[What the task asks] Retype the whole listing below precisely.
[Start of section]
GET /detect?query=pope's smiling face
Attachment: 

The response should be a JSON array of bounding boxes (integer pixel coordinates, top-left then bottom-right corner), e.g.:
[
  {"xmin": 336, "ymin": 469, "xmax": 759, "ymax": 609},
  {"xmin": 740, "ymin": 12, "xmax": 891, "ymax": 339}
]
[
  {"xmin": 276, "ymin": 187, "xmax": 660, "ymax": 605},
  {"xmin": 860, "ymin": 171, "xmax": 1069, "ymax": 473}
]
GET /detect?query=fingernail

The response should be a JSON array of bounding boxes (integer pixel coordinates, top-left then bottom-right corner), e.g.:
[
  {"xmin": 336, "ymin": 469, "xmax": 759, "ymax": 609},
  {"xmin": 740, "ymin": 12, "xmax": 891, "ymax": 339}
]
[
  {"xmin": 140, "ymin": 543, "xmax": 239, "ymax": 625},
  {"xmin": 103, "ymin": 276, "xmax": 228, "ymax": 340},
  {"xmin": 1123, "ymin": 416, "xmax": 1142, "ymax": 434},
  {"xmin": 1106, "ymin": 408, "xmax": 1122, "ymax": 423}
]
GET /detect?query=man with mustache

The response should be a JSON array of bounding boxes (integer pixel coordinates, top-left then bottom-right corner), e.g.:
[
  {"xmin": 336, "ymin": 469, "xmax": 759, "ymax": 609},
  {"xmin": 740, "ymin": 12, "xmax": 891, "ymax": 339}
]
[End of section]
[The answer]
GET /detect?query=pope's smiling face
Attachment: 

The response should be a JSON array of bounding boxes (integer pixel coordinates, top-left then bottom-right corner), e.g.:
[
  {"xmin": 336, "ymin": 469, "xmax": 759, "ymax": 609},
  {"xmin": 740, "ymin": 12, "xmax": 891, "ymax": 339}
]
[
  {"xmin": 276, "ymin": 187, "xmax": 660, "ymax": 605},
  {"xmin": 860, "ymin": 171, "xmax": 1069, "ymax": 473}
]
GET /detect?query=fingernail

The response should be a JSON array of bounding boxes (integer pixel coordinates, top-left then bottom-right corner), e.g.:
[
  {"xmin": 336, "ymin": 469, "xmax": 759, "ymax": 609},
  {"xmin": 740, "ymin": 12, "xmax": 891, "ymax": 339}
]
[
  {"xmin": 140, "ymin": 543, "xmax": 239, "ymax": 625},
  {"xmin": 103, "ymin": 276, "xmax": 228, "ymax": 340},
  {"xmin": 1123, "ymin": 416, "xmax": 1142, "ymax": 434},
  {"xmin": 1106, "ymin": 408, "xmax": 1122, "ymax": 423}
]
GET /detect?query=man with mustache

The response should be a JSON array of bounding boxes (integer pixel coordinates, top-left then bottom-right corner), e.g.:
[
  {"xmin": 336, "ymin": 469, "xmax": 759, "ymax": 609},
  {"xmin": 740, "ymin": 12, "xmax": 891, "ymax": 339}
]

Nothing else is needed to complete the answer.